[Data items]

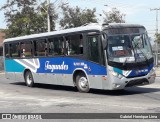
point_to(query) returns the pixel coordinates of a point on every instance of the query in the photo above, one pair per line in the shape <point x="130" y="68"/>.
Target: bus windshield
<point x="128" y="48"/>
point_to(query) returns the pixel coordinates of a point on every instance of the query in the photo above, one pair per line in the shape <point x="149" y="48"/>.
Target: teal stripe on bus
<point x="13" y="66"/>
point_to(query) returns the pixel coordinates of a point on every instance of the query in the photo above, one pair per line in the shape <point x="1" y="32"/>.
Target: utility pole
<point x="156" y="9"/>
<point x="48" y="16"/>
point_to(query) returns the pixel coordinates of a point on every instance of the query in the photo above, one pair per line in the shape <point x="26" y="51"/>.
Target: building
<point x="2" y="36"/>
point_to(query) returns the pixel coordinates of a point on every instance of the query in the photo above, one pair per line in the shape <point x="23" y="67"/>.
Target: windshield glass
<point x="128" y="48"/>
<point x="141" y="47"/>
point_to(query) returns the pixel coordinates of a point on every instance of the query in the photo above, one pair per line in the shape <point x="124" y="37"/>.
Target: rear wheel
<point x="29" y="79"/>
<point x="82" y="83"/>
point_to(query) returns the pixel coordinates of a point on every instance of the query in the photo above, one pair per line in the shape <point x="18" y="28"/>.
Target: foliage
<point x="114" y="16"/>
<point x="75" y="17"/>
<point x="24" y="17"/>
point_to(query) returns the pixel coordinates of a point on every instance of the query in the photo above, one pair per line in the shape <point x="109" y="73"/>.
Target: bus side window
<point x="56" y="46"/>
<point x="7" y="51"/>
<point x="40" y="48"/>
<point x="26" y="49"/>
<point x="93" y="52"/>
<point x="74" y="44"/>
<point x="15" y="50"/>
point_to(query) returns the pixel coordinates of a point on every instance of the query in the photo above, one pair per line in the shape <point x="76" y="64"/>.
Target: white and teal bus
<point x="109" y="57"/>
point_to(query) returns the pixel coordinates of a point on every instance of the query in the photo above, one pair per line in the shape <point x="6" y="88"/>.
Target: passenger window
<point x="7" y="50"/>
<point x="74" y="44"/>
<point x="15" y="50"/>
<point x="93" y="52"/>
<point x="56" y="46"/>
<point x="40" y="48"/>
<point x="26" y="49"/>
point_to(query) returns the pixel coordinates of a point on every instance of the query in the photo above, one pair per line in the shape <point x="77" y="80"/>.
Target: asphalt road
<point x="15" y="97"/>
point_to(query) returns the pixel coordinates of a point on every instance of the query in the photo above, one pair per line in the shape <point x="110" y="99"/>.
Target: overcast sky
<point x="136" y="11"/>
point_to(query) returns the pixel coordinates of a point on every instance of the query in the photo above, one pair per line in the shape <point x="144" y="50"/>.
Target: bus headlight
<point x="117" y="75"/>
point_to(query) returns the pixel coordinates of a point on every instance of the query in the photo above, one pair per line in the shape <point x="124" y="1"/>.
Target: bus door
<point x="94" y="60"/>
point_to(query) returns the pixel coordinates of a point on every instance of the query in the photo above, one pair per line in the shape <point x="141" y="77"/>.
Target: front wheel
<point x="29" y="79"/>
<point x="82" y="83"/>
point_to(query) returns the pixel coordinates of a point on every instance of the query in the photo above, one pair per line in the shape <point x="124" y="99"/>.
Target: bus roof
<point x="92" y="26"/>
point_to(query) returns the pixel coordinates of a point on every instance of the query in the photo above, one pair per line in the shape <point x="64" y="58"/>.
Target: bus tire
<point x="82" y="83"/>
<point x="29" y="79"/>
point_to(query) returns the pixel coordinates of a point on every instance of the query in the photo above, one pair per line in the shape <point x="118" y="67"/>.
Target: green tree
<point x="75" y="17"/>
<point x="24" y="17"/>
<point x="158" y="38"/>
<point x="114" y="16"/>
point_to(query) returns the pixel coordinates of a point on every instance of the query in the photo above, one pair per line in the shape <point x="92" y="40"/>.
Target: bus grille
<point x="137" y="82"/>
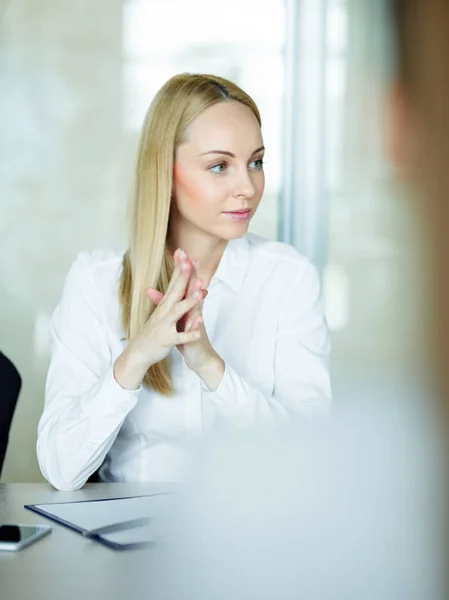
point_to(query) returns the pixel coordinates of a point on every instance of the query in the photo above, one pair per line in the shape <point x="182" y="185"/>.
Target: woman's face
<point x="218" y="177"/>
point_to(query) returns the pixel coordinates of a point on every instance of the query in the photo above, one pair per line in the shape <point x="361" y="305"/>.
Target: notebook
<point x="120" y="523"/>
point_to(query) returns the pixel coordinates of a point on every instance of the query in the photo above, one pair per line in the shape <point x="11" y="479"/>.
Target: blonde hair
<point x="148" y="262"/>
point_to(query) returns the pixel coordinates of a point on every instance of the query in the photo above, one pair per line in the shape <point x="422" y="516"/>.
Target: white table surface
<point x="64" y="564"/>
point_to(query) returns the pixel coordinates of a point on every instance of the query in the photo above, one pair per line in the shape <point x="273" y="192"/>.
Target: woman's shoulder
<point x="283" y="257"/>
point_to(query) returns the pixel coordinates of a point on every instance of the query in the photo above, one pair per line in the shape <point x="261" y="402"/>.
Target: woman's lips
<point x="239" y="215"/>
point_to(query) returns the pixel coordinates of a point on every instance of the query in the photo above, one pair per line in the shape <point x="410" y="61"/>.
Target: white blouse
<point x="263" y="316"/>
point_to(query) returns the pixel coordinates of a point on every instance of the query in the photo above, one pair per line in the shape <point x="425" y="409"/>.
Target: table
<point x="64" y="564"/>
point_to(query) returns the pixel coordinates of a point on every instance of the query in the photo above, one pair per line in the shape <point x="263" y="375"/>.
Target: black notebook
<point x="120" y="523"/>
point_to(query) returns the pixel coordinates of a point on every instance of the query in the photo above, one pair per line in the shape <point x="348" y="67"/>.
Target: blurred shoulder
<point x="283" y="258"/>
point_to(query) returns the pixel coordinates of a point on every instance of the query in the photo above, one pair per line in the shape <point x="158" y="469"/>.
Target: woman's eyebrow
<point x="227" y="153"/>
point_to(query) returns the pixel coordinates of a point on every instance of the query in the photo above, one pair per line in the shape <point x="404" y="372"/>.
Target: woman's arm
<point x="302" y="388"/>
<point x="84" y="405"/>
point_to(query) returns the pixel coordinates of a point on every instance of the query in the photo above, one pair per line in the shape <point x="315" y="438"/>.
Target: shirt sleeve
<point x="84" y="405"/>
<point x="302" y="389"/>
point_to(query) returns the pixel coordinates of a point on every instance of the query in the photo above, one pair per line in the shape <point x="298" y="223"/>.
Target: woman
<point x="142" y="362"/>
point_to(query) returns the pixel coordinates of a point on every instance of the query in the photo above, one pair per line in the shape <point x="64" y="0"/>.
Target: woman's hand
<point x="199" y="355"/>
<point x="162" y="331"/>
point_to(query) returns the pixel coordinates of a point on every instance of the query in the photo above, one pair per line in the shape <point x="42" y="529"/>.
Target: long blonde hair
<point x="148" y="263"/>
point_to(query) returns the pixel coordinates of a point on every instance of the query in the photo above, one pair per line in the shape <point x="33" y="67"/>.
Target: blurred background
<point x="76" y="78"/>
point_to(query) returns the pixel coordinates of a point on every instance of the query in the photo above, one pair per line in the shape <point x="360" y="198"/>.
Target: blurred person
<point x="419" y="143"/>
<point x="197" y="325"/>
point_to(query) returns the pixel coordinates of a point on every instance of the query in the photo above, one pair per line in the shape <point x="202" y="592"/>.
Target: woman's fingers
<point x="154" y="295"/>
<point x="184" y="337"/>
<point x="183" y="307"/>
<point x="177" y="291"/>
<point x="196" y="322"/>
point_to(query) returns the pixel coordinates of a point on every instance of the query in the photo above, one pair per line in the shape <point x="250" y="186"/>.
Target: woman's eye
<point x="217" y="169"/>
<point x="257" y="164"/>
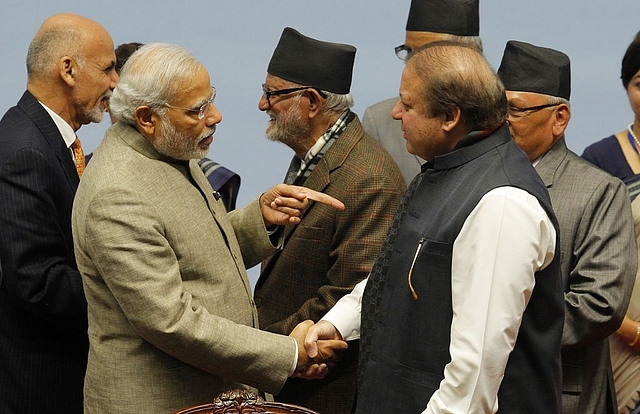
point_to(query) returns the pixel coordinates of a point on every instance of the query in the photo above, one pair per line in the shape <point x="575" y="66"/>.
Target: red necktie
<point x="79" y="156"/>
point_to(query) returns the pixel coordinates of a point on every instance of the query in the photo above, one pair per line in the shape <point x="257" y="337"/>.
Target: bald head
<point x="62" y="35"/>
<point x="71" y="68"/>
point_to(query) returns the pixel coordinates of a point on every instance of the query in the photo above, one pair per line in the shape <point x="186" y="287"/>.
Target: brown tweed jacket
<point x="328" y="253"/>
<point x="171" y="317"/>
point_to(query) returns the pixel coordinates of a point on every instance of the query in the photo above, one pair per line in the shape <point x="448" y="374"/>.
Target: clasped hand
<point x="326" y="353"/>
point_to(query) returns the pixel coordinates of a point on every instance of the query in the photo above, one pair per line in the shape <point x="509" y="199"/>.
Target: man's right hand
<point x="325" y="352"/>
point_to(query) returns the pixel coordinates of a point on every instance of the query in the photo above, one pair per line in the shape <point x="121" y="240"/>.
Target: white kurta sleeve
<point x="503" y="242"/>
<point x="345" y="314"/>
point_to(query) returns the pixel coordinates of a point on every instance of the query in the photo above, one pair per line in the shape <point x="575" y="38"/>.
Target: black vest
<point x="410" y="345"/>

- **WHAT THE EXERCISE ASKS**
Reproduce, with no other lines, the one containing "Target: bald head" and all lines after it through the end of the data above.

- **OUTPUT FOR THIS TASK**
Target: bald head
<point x="62" y="35"/>
<point x="71" y="68"/>
point_to(query) returns the pixel coordinates of a point on every instance of the query in the photo above, one pair per line in the shape <point x="186" y="287"/>.
Target: brown tweed jacket
<point x="328" y="253"/>
<point x="171" y="317"/>
point_to(query) returns the pixel coordinates of a point on every instance of the query in the photo above, one pair per line in the shape <point x="448" y="374"/>.
Target: clasped hand
<point x="326" y="353"/>
point_to(query) returns the pixel coordinates of a point on every instance of the query in the photo above, one pair per line in the shape <point x="509" y="199"/>.
Target: man's right hand
<point x="325" y="352"/>
point_to(query) returns the pixel coordinates of a point on every instance of the query in the photo above, one pair per line in the shape <point x="121" y="240"/>.
Target: white kurta sleeve
<point x="503" y="242"/>
<point x="345" y="314"/>
point_to(query) returns the pixel coordinates of a point on every instance of the query in the photo above, one pair per line in the shape <point x="575" y="38"/>.
Target: black vest
<point x="410" y="345"/>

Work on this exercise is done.